» **Рабочее задание**:
Перепишите строки от самого начала вниз до строки с «box: [70, 153, 353, 372]» включительно, подставив «bbox» вместо «box» и ничего больше не меняя.

» **Извлечённые данные**:
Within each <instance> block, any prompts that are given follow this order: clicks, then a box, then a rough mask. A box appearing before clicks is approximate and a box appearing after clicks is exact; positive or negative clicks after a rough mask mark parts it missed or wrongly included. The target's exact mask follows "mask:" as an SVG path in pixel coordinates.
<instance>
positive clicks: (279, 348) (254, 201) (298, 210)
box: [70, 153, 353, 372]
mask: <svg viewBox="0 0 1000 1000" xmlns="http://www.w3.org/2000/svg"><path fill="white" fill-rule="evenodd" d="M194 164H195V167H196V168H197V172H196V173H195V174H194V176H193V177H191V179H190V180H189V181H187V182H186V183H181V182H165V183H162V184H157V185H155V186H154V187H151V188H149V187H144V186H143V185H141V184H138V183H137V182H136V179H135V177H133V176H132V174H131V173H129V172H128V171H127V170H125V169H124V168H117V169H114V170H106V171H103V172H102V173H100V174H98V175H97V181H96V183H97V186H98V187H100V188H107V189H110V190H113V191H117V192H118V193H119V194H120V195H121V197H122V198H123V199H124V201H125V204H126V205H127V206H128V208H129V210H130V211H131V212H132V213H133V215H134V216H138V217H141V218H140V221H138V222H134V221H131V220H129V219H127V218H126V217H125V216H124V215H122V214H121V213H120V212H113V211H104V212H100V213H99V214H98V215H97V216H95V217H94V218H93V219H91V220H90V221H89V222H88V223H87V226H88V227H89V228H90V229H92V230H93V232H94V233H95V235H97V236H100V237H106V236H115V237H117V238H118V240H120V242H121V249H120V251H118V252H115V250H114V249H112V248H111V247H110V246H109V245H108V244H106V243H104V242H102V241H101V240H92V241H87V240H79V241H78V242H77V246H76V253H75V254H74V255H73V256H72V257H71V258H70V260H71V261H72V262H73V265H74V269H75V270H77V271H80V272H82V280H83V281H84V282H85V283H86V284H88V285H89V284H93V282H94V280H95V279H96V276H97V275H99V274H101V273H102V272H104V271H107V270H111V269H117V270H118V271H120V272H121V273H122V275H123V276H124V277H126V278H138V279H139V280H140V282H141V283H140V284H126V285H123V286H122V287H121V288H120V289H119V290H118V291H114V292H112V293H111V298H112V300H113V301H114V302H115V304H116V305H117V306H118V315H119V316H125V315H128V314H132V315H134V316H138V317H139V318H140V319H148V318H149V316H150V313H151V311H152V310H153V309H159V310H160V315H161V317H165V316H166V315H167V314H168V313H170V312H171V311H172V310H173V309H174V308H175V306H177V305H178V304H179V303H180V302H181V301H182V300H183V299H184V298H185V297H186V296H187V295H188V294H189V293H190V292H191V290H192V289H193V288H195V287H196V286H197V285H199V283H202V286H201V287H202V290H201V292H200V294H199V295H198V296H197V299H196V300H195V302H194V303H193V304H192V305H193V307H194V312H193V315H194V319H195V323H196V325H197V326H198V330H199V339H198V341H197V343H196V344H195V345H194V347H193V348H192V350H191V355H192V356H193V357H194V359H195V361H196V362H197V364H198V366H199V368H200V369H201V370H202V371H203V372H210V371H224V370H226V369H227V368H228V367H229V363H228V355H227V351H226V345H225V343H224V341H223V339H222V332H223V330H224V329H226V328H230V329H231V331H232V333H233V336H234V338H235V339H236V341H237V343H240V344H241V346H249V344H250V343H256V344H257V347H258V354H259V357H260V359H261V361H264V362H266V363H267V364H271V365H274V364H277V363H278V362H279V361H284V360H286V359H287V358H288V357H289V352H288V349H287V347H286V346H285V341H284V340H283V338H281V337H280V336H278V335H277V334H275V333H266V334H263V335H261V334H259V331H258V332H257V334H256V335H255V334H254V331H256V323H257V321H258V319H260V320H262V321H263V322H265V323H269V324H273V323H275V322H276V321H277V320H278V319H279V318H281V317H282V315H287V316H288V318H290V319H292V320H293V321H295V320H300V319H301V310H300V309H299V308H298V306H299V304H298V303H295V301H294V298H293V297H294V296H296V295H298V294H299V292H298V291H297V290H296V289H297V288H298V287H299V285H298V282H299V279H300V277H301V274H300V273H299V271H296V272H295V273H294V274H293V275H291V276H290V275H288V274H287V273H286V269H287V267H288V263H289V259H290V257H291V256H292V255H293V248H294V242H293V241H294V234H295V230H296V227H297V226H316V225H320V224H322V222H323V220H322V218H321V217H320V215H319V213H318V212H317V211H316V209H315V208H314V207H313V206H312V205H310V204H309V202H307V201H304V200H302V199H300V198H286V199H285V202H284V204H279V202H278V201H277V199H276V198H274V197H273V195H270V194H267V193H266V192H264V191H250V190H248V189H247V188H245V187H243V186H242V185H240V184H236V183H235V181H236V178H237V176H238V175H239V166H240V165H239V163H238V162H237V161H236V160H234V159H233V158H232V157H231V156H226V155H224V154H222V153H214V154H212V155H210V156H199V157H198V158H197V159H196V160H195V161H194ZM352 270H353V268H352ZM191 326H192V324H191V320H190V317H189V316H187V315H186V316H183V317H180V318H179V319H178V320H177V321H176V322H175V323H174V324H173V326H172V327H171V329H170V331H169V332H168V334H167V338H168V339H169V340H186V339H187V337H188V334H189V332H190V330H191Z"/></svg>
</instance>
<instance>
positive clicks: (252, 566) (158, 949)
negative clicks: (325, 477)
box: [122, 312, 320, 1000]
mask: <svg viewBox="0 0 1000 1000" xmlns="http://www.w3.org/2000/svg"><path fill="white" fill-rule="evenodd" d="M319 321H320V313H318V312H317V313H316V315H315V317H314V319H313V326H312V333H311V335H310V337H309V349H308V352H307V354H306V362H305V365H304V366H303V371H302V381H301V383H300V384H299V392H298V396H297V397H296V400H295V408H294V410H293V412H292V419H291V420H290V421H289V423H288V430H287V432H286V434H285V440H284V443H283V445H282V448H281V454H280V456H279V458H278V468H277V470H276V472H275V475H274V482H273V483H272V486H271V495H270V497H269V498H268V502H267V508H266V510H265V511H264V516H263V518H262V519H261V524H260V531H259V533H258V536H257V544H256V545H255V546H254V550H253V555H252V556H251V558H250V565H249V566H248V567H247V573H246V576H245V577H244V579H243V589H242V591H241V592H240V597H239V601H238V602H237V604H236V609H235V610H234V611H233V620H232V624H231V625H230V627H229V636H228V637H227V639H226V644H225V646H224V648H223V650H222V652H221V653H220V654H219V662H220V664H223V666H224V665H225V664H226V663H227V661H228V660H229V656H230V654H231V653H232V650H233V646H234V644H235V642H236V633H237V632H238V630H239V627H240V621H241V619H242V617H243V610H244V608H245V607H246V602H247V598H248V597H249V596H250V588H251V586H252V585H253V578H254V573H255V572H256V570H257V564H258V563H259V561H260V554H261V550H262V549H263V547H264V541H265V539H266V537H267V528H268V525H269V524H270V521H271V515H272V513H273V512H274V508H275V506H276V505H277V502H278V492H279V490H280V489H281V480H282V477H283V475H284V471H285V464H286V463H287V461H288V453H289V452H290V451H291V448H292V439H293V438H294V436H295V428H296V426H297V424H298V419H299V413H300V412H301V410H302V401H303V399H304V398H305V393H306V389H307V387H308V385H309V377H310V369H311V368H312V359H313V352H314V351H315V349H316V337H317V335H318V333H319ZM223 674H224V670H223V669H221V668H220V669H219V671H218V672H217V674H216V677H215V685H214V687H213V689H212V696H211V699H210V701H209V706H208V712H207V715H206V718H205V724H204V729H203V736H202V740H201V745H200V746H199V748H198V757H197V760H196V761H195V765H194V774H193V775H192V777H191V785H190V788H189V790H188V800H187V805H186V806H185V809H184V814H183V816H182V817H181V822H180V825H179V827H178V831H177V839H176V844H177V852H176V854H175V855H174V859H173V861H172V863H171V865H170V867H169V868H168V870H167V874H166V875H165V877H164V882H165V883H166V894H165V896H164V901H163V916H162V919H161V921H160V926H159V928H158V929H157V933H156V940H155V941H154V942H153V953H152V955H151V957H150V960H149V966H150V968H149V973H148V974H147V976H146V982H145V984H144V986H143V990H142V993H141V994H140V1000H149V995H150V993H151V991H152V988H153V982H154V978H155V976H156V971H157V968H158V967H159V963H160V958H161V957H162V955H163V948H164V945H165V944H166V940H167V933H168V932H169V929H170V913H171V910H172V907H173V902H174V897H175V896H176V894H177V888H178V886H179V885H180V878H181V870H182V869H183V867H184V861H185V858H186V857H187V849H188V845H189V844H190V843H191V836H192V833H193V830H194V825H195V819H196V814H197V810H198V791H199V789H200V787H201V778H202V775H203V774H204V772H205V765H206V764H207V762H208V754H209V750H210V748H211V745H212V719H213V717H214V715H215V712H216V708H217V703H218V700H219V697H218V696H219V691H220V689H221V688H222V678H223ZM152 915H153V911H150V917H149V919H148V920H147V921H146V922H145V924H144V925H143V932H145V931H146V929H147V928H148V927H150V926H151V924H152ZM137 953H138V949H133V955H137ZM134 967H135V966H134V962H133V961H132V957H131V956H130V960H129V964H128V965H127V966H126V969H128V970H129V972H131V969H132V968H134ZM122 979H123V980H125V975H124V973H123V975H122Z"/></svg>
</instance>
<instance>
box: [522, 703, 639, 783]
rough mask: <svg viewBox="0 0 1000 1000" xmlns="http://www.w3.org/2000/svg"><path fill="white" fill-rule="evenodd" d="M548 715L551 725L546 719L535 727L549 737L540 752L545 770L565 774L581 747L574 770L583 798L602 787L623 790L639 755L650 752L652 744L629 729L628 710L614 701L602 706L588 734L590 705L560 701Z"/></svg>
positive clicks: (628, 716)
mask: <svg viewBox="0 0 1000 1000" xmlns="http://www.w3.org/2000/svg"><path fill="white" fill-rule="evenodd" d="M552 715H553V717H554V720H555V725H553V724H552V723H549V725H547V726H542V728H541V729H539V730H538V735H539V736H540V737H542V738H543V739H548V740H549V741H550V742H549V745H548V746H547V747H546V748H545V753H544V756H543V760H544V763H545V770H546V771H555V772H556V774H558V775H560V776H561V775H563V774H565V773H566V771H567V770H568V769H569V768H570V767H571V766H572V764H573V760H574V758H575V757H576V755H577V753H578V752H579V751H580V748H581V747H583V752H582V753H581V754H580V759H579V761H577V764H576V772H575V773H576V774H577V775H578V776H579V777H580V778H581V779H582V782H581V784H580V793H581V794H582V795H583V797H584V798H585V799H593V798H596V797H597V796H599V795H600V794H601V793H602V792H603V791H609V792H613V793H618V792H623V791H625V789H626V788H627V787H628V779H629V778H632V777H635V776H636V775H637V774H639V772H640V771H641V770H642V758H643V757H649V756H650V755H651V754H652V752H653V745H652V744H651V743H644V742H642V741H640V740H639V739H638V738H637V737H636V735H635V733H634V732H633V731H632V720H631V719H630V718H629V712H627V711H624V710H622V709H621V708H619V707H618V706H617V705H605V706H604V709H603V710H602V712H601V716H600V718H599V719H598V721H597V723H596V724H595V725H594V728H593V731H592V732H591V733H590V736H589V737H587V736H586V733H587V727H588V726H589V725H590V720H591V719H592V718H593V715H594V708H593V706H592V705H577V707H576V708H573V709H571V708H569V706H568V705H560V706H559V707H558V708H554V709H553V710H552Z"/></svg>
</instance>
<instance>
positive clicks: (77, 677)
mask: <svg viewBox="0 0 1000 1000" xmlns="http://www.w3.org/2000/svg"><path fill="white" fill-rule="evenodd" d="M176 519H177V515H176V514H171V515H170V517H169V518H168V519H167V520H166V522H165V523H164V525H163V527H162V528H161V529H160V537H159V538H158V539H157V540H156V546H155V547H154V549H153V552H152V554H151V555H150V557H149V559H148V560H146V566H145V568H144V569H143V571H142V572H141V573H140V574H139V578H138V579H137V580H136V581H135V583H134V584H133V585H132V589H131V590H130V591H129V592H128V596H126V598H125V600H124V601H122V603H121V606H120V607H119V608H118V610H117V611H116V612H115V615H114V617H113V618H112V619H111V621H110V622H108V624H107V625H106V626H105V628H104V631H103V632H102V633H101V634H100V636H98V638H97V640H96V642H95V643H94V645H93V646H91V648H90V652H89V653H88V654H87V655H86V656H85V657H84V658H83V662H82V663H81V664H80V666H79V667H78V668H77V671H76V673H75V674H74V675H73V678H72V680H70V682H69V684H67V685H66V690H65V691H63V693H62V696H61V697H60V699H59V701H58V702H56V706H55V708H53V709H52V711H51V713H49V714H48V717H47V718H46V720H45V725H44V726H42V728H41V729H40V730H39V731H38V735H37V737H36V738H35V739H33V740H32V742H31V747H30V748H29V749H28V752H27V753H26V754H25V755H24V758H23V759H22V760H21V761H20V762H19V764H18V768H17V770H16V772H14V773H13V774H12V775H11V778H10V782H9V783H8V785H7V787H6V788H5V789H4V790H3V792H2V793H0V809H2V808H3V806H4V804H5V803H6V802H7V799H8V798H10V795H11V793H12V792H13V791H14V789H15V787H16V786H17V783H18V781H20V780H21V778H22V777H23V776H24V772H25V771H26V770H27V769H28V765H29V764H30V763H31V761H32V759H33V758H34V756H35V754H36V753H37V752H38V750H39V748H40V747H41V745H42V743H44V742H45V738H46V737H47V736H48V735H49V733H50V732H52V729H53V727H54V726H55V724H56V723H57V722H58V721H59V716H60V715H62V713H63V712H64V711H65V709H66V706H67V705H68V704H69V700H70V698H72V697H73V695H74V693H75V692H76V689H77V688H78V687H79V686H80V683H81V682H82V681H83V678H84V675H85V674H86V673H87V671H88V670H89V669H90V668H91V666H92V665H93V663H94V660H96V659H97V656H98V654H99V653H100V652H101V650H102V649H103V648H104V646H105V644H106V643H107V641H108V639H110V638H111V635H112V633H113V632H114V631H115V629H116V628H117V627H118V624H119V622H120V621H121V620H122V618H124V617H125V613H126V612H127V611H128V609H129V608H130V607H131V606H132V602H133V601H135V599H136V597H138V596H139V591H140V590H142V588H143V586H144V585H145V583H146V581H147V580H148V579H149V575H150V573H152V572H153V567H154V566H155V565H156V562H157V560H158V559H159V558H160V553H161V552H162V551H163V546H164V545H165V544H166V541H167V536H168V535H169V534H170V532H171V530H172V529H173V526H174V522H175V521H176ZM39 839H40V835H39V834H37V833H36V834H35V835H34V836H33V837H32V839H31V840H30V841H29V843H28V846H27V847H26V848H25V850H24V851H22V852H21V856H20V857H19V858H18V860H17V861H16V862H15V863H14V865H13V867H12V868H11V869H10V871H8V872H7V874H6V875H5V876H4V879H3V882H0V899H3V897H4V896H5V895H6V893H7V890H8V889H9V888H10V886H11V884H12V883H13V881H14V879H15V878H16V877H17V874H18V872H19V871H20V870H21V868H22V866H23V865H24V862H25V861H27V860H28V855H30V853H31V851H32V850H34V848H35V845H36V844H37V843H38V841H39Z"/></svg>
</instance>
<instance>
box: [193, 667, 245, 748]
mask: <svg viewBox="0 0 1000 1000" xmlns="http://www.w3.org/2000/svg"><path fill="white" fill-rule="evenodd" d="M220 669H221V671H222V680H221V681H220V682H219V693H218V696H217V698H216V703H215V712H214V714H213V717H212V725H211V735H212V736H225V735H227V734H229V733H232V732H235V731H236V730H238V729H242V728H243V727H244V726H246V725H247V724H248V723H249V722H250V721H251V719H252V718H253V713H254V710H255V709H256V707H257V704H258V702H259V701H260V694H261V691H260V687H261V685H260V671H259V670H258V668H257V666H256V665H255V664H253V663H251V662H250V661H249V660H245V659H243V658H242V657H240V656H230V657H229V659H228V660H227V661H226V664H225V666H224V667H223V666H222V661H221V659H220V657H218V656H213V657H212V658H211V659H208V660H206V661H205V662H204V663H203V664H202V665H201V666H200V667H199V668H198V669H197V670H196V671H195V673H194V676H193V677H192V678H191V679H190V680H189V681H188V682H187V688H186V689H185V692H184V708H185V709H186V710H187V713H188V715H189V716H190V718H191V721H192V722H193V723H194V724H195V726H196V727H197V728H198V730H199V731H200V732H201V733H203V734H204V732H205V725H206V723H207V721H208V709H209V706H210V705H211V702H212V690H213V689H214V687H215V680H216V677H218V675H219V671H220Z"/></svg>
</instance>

» **Выполненное задание**:
Within each <instance> block, any prompts that are given follow this order: clicks, then a bbox, then a rough mask. A bbox appearing before clicks is approximate and a bbox appearing after clicks is exact; positive or negative clicks after a rough mask mark parts it missed or wrongly included. The target's exact mask follows "mask:" as an SVG path in pixel coordinates.
<instance>
positive clicks: (279, 348) (254, 201) (298, 210)
bbox: [70, 153, 353, 372]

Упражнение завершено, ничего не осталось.